Prosigue diciendo que no duda en que Luis XVI acepte con interés la Constitución, puesto que goza de múltiples ventajas, nombrándolas y concluyendo que ésas son las garantías de que el monarca aceptará la Constitución. Expresa su desacuerdo en cuanto a la propuesta de decreto del señor Beaumetz, argumentando que sólo conseguiría prolongar falsas agitaciones, construir esperanzas culpables y secundar fatales intrigas. Precisa que se debe fijar el tiempo más corto posible para que Luis XVI haga la declaración de aceptación, además, propone que la Constitución le sea presentada en los siguientes términos: La Nación le ofrece el trono más potente del universo; he aquí el título, ¿quiere usted aceptarlo? Y la respuesta sólo puede ser esta: lo quiero o no lo quiero. Ahora bien, quien pudiera imaginar que Luis XVI no fuese libre de decir: quiero ser Rey o no quiero ser Rey de los franceses. ¡Con qué razón se puede suponer que el pueblo ejerza violencia sobre un hombre para forzarlo a ser Rey o para castigarlo de no querer serlo!

No es la Constitución que presentamos a examen a Luis XVI, sino en sí esta pregunta: ¿quiere ser usted Rey de los franceses? Ahora bien, sostengo que para dar su respuesta, el Rey siempre estará libre en cualquier lugar en que se encuentre.

━━━━━━━━━━━━━━━━━━━━━━━━━━━━━━

[TAREAS POR REALIZAR]
**A.** Indica si cada afirmación concuerda con el texto sobre Luis XVI y cita las palabras que lo deciden: (i) en el texto se respalda la propuesta de decreto del señor Beaumetz; (ii) se pide fijar el plazo más corto posible para que Luis XVI declare su aceptación; (iii) se sostiene que el Rey solo podrá responder libremente en un lugar determinado.
**B.** Extrae del texto sobre Luis XVI, sin ningún cambio, el fragmento que va desde "No es la Constitución" hasta "que se encuentre.".
Responde solo con lo que dice el texto sobre Luis XVI.

━━━━━━━━━━━━━━━━━━━━━━━━━━━━━━

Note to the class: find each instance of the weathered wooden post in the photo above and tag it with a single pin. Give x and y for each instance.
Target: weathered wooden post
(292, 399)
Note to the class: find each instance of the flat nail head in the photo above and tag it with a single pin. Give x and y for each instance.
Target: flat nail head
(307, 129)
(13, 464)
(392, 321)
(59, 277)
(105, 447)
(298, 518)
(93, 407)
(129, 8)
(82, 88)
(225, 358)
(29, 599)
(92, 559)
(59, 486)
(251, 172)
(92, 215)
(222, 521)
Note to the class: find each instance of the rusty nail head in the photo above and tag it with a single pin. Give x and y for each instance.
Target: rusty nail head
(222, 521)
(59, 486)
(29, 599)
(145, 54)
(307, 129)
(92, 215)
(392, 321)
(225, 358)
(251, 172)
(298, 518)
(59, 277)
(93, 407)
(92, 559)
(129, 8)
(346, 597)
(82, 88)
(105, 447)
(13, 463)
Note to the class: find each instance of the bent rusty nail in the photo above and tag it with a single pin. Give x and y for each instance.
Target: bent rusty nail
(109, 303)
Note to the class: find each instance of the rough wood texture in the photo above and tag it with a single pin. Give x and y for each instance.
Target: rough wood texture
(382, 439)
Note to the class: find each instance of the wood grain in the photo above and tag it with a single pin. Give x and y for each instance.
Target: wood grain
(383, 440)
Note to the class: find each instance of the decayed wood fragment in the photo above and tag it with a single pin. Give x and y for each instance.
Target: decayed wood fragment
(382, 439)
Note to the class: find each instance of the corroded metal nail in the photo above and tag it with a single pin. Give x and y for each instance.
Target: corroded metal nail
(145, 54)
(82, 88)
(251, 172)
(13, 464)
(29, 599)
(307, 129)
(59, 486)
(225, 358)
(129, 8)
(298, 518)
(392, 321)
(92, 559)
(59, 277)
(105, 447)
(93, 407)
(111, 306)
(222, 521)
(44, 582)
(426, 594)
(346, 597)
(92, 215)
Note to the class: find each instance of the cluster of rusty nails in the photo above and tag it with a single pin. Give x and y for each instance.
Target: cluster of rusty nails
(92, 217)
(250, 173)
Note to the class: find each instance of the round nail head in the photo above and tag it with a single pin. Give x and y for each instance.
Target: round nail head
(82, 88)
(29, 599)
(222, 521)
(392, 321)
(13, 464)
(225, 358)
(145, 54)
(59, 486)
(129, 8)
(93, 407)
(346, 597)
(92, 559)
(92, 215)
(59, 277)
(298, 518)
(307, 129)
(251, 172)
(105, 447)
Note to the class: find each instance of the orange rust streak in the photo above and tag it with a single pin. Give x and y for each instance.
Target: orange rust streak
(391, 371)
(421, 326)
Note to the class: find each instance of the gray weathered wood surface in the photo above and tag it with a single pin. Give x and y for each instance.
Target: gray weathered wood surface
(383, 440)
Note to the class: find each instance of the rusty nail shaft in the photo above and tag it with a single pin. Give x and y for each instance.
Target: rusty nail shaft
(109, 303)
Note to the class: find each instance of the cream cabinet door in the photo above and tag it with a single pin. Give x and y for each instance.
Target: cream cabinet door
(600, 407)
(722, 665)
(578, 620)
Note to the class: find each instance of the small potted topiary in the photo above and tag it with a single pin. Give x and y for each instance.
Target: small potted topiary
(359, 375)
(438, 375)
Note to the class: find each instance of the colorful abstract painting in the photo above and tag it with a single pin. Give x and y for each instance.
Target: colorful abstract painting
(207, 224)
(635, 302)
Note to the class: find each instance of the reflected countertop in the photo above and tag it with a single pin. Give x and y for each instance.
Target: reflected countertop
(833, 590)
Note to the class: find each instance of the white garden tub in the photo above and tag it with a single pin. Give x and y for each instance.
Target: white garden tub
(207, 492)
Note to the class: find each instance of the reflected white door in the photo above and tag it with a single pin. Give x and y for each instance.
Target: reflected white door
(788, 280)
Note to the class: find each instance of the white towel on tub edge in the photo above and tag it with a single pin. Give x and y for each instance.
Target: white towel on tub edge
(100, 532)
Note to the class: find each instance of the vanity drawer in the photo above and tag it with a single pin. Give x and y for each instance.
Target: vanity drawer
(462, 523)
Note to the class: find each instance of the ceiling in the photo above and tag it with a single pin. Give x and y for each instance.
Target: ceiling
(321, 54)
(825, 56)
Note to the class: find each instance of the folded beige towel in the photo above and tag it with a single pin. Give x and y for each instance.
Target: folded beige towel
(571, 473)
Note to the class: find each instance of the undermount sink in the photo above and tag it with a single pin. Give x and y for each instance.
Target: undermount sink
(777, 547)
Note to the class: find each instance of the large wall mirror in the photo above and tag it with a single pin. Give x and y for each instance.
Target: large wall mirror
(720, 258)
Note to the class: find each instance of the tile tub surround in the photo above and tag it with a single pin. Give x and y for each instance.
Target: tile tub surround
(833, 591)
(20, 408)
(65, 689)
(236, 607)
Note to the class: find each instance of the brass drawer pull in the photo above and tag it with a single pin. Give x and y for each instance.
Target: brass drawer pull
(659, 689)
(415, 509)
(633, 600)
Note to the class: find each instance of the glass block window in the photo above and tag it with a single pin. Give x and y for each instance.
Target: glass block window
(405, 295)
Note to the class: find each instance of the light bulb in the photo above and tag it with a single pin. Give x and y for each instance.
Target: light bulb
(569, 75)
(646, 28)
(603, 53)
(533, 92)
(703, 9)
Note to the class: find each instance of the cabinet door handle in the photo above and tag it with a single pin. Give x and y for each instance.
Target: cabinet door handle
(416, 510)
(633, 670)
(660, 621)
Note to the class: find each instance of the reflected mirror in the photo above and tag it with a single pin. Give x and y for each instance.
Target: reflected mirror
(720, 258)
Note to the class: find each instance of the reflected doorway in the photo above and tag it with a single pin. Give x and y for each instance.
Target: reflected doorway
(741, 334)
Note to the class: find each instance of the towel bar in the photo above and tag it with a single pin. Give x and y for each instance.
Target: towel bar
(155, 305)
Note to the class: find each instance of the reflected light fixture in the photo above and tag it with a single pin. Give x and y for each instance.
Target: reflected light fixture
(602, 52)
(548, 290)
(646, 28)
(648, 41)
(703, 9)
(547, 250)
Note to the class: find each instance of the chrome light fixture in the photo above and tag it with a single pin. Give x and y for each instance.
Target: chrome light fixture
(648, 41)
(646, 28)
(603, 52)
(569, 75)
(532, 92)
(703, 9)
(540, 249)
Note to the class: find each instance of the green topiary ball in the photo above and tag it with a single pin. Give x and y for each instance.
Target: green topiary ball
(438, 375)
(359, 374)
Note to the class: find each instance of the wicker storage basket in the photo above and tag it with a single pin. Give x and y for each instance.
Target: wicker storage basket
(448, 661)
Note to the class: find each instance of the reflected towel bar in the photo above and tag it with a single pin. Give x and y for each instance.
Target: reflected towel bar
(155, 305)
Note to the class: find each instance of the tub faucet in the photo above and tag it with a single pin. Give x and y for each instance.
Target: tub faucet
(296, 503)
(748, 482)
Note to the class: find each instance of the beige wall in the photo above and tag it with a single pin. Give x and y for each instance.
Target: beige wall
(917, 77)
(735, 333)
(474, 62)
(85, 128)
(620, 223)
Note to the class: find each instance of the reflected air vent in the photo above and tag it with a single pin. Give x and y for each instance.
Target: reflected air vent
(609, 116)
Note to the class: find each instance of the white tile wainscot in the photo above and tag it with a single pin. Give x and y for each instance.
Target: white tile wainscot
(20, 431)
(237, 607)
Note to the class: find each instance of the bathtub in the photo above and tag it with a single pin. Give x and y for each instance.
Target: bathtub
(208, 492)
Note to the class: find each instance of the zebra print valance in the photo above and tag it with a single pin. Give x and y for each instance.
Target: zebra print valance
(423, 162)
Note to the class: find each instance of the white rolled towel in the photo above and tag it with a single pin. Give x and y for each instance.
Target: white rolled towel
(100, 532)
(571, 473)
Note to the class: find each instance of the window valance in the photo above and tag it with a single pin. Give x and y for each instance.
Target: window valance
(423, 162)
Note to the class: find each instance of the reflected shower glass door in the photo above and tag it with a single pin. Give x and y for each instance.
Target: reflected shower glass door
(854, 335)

━━━━━━━━━━━━━━━━━━━━━━━━━━━━━━

[RESULTADOS DEL EJERCICIO]
**A.**
(i) No: "Expresa su desacuerdo en cuanto a la propuesta de decreto del señor Beaumetz".
(ii) Sí: "se debe fijar el tiempo más corto posible para que Luis XVI haga la declaración de aceptación".
(iii) No: "el Rey siempre estará libre en cualquier lugar en que se encuentre".

**B.**
No es la Constitución que presentamos a examen a Luis XVI, sino en sí esta pregunta: ¿quiere ser usted Rey de los franceses? Ahora bien, sostengo que para dar su respuesta, el Rey siempre estará libre en cualquier lugar en que se encuentre.